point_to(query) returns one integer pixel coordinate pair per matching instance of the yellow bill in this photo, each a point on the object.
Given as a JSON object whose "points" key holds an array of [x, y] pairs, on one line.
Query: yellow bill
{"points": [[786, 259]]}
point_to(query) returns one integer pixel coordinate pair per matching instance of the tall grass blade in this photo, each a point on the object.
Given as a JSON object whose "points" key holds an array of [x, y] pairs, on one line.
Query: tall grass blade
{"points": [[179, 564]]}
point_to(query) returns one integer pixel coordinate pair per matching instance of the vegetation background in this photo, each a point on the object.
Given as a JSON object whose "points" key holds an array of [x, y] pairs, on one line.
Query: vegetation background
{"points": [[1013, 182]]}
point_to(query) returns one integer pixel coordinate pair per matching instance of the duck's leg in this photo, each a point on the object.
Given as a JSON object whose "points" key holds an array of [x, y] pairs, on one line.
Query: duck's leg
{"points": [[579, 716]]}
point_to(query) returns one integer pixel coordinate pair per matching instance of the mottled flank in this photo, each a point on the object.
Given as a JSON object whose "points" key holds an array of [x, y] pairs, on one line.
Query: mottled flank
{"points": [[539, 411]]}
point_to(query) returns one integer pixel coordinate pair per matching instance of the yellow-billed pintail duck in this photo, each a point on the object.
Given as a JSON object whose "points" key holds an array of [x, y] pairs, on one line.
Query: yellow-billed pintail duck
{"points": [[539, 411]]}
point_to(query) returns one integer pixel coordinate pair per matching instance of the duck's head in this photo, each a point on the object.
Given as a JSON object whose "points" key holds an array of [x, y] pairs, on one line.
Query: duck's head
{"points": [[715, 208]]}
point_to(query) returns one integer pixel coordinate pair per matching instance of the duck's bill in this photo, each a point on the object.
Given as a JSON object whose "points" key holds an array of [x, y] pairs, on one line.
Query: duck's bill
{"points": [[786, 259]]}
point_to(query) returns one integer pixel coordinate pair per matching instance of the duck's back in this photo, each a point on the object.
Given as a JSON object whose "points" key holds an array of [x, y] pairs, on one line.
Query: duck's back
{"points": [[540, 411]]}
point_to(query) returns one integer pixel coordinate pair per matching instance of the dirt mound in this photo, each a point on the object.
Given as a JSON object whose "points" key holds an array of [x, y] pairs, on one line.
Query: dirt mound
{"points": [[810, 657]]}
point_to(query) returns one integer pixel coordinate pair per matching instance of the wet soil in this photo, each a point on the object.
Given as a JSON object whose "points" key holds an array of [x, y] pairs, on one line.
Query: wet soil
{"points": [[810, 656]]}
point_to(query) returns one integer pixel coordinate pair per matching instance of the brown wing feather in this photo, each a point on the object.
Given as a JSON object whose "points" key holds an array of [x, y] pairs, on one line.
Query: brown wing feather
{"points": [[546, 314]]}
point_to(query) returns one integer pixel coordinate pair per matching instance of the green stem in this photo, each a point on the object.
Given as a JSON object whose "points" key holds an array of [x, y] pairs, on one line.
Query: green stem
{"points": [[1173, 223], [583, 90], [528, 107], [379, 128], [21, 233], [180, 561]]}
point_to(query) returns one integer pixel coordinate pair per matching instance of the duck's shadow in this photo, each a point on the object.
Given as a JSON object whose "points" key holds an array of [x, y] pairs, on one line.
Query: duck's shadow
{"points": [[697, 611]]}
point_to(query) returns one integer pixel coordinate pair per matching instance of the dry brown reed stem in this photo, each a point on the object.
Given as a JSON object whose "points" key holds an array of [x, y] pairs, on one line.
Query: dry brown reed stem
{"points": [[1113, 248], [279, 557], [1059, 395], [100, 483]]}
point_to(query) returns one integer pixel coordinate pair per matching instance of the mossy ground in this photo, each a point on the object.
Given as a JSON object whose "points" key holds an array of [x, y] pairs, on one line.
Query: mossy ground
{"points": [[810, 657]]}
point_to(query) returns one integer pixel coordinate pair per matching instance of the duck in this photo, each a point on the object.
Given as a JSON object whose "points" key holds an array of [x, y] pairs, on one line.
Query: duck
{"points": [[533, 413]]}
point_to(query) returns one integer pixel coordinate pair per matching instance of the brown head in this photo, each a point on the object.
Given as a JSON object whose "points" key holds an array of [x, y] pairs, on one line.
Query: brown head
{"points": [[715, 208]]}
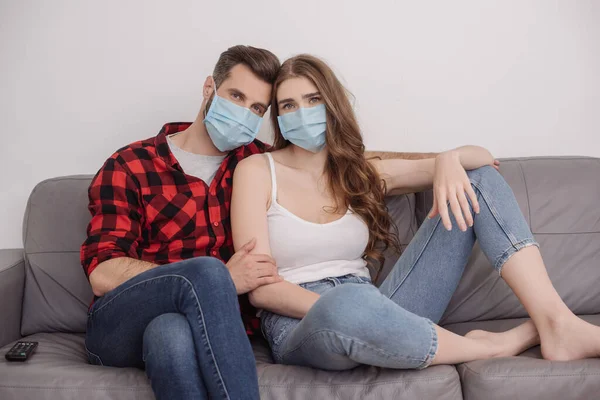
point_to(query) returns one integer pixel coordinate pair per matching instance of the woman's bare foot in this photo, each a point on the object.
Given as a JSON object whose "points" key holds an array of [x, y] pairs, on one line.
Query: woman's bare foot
{"points": [[509, 343], [568, 337]]}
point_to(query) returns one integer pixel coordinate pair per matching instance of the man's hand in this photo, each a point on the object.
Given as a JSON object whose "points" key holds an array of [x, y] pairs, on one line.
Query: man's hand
{"points": [[250, 271]]}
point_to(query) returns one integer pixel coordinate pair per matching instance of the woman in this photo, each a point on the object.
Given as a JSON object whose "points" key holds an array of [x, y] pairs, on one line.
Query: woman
{"points": [[317, 206]]}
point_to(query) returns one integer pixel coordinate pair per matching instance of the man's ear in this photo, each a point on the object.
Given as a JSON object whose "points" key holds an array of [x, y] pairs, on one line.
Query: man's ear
{"points": [[208, 88]]}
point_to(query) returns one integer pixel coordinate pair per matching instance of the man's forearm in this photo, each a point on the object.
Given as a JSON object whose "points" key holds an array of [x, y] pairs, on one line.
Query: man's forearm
{"points": [[473, 157], [111, 273], [284, 298]]}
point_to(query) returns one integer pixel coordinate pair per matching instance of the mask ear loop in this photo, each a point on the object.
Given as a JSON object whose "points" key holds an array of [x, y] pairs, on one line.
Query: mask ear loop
{"points": [[214, 95]]}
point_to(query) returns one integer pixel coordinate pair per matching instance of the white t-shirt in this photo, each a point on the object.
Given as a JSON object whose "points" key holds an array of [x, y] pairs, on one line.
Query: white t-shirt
{"points": [[200, 166]]}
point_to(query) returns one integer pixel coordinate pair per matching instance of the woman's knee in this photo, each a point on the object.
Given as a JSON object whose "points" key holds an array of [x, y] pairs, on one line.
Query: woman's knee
{"points": [[483, 174], [345, 307]]}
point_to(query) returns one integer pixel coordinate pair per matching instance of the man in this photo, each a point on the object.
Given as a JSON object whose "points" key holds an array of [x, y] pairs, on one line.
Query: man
{"points": [[160, 234]]}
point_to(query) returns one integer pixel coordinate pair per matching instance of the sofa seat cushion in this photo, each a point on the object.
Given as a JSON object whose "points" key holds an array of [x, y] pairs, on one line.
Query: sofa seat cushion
{"points": [[528, 376], [59, 369], [300, 383]]}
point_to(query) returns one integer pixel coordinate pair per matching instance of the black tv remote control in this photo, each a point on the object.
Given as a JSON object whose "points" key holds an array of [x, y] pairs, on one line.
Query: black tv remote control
{"points": [[21, 351]]}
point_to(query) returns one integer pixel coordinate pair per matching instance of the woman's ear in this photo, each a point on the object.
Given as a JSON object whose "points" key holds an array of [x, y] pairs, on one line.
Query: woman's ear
{"points": [[208, 88]]}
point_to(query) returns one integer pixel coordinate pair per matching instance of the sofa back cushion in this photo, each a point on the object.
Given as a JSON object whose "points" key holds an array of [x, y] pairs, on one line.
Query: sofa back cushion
{"points": [[57, 292], [559, 197]]}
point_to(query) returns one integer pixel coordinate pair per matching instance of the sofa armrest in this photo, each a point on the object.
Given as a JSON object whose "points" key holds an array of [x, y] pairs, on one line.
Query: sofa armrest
{"points": [[12, 283]]}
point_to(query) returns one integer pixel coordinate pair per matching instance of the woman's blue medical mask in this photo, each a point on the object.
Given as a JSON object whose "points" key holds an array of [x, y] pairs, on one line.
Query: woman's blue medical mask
{"points": [[229, 125], [305, 127]]}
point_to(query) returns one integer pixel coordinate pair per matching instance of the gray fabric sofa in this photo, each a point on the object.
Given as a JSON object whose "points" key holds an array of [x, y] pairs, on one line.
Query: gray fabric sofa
{"points": [[44, 296]]}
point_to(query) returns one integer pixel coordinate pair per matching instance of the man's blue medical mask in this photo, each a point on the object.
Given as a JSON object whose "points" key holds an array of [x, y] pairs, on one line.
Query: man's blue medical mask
{"points": [[229, 125]]}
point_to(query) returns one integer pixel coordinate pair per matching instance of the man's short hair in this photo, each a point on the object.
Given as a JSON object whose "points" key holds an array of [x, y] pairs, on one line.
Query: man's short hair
{"points": [[261, 62]]}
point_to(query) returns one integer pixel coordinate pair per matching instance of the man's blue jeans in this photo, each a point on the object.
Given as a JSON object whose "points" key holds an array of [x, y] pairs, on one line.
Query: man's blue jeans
{"points": [[181, 322], [355, 323]]}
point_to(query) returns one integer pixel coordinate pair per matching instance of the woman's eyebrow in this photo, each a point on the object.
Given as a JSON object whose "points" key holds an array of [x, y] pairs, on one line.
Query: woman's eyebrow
{"points": [[309, 95], [289, 100]]}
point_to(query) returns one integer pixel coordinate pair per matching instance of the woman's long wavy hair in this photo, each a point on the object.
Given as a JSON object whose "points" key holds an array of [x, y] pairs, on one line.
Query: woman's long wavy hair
{"points": [[353, 180]]}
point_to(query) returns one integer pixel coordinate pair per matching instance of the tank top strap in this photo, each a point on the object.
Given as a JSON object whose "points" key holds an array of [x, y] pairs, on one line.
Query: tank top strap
{"points": [[273, 179]]}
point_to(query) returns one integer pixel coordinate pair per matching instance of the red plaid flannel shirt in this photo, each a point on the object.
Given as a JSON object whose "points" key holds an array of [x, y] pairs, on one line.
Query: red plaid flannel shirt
{"points": [[143, 206]]}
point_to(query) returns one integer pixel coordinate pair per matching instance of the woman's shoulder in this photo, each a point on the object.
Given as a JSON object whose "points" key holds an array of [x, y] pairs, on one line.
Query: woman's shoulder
{"points": [[253, 167]]}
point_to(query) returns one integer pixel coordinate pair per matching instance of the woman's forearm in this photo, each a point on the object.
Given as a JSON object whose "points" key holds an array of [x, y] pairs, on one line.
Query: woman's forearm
{"points": [[473, 157], [284, 298]]}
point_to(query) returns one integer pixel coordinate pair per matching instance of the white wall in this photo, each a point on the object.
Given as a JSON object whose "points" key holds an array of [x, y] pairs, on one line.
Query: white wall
{"points": [[80, 79]]}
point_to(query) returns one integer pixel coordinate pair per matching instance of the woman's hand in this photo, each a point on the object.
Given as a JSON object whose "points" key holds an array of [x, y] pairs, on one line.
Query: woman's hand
{"points": [[452, 185]]}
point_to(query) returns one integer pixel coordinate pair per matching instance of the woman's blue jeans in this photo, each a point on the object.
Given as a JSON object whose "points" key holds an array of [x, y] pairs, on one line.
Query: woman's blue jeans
{"points": [[392, 326], [181, 322]]}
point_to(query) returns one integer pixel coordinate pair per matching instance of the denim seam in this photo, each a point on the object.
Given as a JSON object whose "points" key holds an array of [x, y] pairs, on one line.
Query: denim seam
{"points": [[330, 331], [205, 334], [416, 259], [526, 191], [506, 255], [432, 349], [494, 213], [94, 354]]}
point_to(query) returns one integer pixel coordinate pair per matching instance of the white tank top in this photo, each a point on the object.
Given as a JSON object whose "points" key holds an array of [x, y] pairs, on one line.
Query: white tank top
{"points": [[306, 251]]}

YOUR GOAL: Every line from the one containing "the woman's blue jeans" through the end of the entries above must be echoed exactly, with both ends kept.

EXPECTED ANSWER:
point_to(query) returns one integer pixel coordinate pair per matching instance of the woman's blue jeans in this photo, each a point on the object.
Given as a JSON object whose "points" key holds an array of [x, y] pairs, on one line.
Query: woman's blue jeans
{"points": [[392, 326], [181, 322]]}
point_to(query) returns one integer pixel coordinate pair per matching instance of the denim seam in this photo, each a point on the object.
Given as a JSON object whose "points" key holds an array of [x, y] pairs, on one line.
Query: denim seam
{"points": [[330, 331], [205, 334], [416, 259], [526, 191], [506, 255], [432, 349], [494, 213], [94, 354]]}
point_to(query) returns one integer pixel coordinate pair per matching instance of the white tank top in this photo, each a point on the object.
Given as a JSON object whose "points" key holds an array of [x, y] pairs, on one line.
Query: white tank top
{"points": [[306, 251]]}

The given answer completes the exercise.